* [Your instructions] Give the number of lines in the data below that contain the string "torii". Reply with the number alone.

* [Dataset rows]
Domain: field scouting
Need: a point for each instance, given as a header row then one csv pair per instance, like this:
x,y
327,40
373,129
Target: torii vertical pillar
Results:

...

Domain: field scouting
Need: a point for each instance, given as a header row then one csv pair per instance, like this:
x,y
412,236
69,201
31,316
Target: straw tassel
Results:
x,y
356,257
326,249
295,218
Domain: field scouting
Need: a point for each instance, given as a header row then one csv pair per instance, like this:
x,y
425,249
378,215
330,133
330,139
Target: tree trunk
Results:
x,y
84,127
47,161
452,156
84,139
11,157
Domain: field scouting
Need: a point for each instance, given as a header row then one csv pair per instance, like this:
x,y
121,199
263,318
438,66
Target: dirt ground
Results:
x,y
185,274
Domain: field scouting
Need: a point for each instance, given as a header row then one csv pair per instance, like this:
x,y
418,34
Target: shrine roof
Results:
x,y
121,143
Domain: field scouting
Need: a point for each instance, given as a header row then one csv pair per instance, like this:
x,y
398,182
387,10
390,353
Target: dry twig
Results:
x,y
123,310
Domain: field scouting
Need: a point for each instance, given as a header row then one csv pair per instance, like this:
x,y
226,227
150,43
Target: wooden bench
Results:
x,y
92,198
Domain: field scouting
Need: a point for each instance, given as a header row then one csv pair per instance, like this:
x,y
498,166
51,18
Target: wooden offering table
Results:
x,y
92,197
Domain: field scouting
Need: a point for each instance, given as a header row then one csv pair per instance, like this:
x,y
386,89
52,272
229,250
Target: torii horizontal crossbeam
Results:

* [Solution] 2